— start TEXT SECTION —
Site logo image Jake Casella Brookins posted: " It's a relief, sometimes, to read science fiction that is a straightforward political allegory. Tolkien's famous "cordial dislike" for allegory is good guidance for creating believable, durable fantastic worlds, but there's also a space and a need for wo" Chicago Review of Books

Grappling with the Obvious in Mat Johnson's "Invisible Things"

Jake Casella Brookins

Jun 30

It's a relief, sometimes, to read science fiction that is a straightforward political allegory. Tolkien's famous "cordial dislike" for allegory is good guidance for creating believable, durable fantastic worlds, but there's also a space and a need for works that have their sights set on current issues: less perennial, perhaps, but no less pertinent. Mat Johnson's Invisible Things, a dark comedy about the politics of alien abductees, is a welcome addition in the tradition of speculative satirists such as Kurt Vonnegut, Jr., Margaret Atwood, James Morrow, and T.C. Boyle.

Set in a future so near it's pretty much the present, Invisible Things begins with a group of astronauts exploring the moons of Jupiter and making an astonishing discovery: an entire city that's not only human, but American, complete with chain stores and suburban McMansions. Mysteriously transported inside the habitat, the crew learns that New Roanoke is made of people abducted over the centuries, and that it's taboo to even mention the otherworldly forces  maintaining their society. Attempts to escape are complicated by an inept rescue mission from Earth, mysterious alien interventions, and, above all, by the fact that the dominant human factions on New Roanoke don't want to leave.

It's a pointed allegory, but Johnson keeps his targets, and thus his solutions, somewhat nebulous. It's not that the titular "invisible things" are simply capitalism or right-wing kyriarchy, one-to-one, but they are—blatantly—a stand-in for systems of control, both cryptic and omnipresent. The specific struggles are all-too familiar: corporate control of the media, voter disenfranchisement, and societal inertia even in the face of massive, obvious problems.

If you're looking for a technical, science-rich exploration of space travel and colonization in the Jovian satellites: I hear you, that sounds great. But Invisible Things isn't that book. Despite the science-fictional scenario (and a few tongue-in-cheek references, like the spaceships Delany and Ursula), Johnson is not here for the nuts and bolts, or to walk us around Europa. This is a story—a satire, even—about society; the plot, humor, and commentary revolve around social rather than cosmological findings, with pointed digs at centrism, neoliberalism, and the parallels between the abductee civilization and the descendants of slavery.
— end TEXT SECTION —
— start STORED DATA —
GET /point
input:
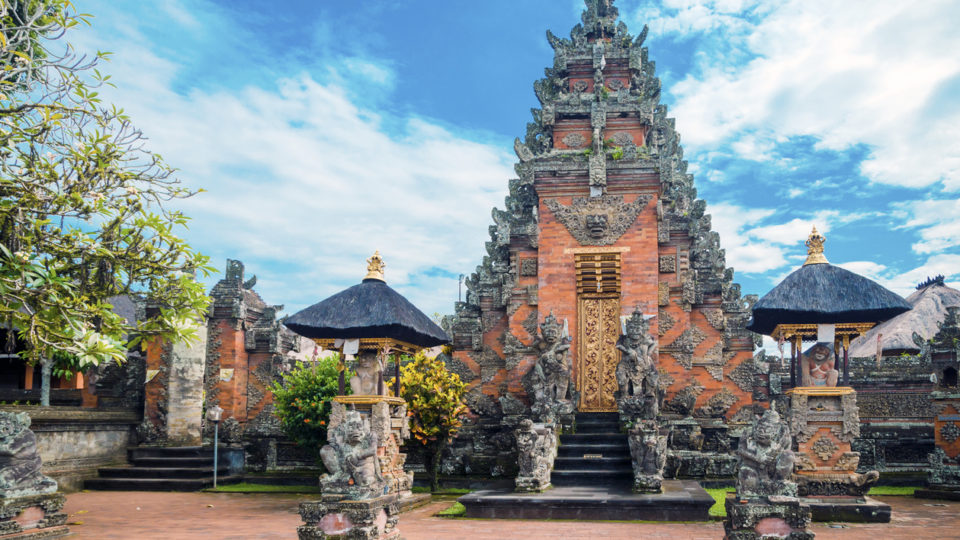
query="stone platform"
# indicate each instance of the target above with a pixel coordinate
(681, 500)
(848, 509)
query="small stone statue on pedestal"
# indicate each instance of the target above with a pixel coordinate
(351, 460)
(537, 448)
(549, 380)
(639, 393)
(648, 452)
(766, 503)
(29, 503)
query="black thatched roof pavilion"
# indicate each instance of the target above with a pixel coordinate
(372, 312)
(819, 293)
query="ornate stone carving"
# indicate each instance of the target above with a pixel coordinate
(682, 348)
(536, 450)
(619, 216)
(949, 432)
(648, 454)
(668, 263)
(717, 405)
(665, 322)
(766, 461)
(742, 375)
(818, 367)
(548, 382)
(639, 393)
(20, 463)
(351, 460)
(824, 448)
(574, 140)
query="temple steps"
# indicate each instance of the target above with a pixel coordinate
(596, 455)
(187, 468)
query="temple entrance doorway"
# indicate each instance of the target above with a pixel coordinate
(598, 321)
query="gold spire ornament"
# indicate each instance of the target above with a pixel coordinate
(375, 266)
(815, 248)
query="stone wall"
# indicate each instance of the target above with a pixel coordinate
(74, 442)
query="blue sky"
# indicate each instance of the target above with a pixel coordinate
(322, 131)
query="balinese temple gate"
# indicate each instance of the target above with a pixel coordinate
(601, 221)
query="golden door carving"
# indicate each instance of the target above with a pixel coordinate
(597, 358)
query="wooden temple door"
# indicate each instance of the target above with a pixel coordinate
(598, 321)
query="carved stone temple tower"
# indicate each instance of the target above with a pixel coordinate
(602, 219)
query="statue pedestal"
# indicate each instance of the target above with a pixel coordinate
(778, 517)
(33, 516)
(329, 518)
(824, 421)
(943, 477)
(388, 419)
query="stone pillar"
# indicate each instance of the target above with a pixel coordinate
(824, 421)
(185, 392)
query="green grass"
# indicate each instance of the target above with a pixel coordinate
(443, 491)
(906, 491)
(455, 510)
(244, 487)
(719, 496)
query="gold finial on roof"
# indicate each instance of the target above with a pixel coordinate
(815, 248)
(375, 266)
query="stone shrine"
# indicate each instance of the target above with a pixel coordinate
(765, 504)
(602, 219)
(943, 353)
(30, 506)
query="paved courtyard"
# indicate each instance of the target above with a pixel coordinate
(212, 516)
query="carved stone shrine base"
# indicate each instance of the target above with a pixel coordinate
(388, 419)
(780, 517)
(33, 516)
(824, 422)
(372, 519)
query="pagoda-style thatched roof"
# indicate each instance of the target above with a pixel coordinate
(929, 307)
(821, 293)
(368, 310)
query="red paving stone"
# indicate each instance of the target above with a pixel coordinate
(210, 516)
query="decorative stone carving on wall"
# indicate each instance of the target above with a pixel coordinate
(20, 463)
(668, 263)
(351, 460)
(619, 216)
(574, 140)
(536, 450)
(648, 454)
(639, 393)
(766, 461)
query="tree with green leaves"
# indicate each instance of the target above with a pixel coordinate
— end STORED DATA —
— start STORED DATA —
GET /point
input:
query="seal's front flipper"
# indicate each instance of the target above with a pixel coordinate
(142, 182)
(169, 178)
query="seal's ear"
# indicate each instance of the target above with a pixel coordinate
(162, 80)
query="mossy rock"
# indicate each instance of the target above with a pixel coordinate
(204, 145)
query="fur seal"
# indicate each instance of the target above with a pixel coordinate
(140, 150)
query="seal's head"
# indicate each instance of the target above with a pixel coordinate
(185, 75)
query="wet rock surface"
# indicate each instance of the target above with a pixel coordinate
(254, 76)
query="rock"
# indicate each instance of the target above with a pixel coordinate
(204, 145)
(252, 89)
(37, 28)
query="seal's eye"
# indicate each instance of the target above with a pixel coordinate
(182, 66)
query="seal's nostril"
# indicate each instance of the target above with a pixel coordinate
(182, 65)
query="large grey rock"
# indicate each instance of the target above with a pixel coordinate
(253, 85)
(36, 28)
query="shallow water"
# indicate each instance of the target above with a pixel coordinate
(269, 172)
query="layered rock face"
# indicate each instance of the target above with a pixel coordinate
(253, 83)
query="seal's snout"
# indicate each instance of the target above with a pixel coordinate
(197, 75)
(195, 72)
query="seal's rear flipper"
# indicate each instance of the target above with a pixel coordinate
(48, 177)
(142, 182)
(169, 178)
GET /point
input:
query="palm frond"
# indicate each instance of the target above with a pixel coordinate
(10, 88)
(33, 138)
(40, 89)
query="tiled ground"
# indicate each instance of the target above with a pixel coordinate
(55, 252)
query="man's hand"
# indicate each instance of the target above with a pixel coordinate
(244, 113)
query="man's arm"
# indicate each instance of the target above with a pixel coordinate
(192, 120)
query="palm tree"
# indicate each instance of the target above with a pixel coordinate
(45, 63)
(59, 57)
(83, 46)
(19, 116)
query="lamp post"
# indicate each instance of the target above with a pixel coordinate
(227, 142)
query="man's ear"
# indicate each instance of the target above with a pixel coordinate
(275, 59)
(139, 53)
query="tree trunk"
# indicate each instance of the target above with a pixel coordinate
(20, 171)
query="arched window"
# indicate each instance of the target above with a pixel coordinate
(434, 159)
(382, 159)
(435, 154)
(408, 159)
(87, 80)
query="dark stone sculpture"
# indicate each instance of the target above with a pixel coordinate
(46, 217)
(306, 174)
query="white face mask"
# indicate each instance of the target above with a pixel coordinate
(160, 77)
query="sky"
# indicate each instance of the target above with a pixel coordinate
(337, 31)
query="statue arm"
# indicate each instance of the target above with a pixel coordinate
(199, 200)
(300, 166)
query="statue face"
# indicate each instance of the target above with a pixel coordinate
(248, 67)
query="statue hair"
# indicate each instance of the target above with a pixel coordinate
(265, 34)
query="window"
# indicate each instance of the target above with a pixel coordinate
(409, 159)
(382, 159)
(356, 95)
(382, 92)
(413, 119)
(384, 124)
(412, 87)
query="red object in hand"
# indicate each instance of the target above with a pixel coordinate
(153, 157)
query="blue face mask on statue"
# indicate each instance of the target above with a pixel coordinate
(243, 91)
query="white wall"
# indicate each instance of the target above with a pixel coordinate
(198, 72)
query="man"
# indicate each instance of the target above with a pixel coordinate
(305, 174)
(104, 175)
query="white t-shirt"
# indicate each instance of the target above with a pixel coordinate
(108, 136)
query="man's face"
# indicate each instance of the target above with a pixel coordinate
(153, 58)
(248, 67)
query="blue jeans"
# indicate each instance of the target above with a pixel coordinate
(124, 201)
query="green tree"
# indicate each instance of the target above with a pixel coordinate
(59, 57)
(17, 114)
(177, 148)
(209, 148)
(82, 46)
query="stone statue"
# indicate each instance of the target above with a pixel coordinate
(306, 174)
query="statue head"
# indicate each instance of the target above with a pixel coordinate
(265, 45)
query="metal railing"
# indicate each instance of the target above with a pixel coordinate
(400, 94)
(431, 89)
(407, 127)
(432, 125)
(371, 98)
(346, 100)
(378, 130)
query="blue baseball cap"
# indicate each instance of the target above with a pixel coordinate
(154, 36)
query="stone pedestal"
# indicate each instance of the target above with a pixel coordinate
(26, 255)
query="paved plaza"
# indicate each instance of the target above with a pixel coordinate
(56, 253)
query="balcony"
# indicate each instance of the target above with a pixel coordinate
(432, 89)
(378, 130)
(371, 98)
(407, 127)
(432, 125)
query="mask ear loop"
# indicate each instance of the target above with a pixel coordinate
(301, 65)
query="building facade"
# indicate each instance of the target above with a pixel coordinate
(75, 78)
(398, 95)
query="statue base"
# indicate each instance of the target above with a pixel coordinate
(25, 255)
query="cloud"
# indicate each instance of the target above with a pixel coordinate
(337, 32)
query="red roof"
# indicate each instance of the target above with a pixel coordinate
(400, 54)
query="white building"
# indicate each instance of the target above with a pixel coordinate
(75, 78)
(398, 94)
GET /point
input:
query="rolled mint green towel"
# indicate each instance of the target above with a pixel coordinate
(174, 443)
— end STORED DATA —
■ PROBLEM ■
According to the book review, who makes up the population of New Roanoke?

■ RIGHT ANSWER ■
People abducted over the centuries.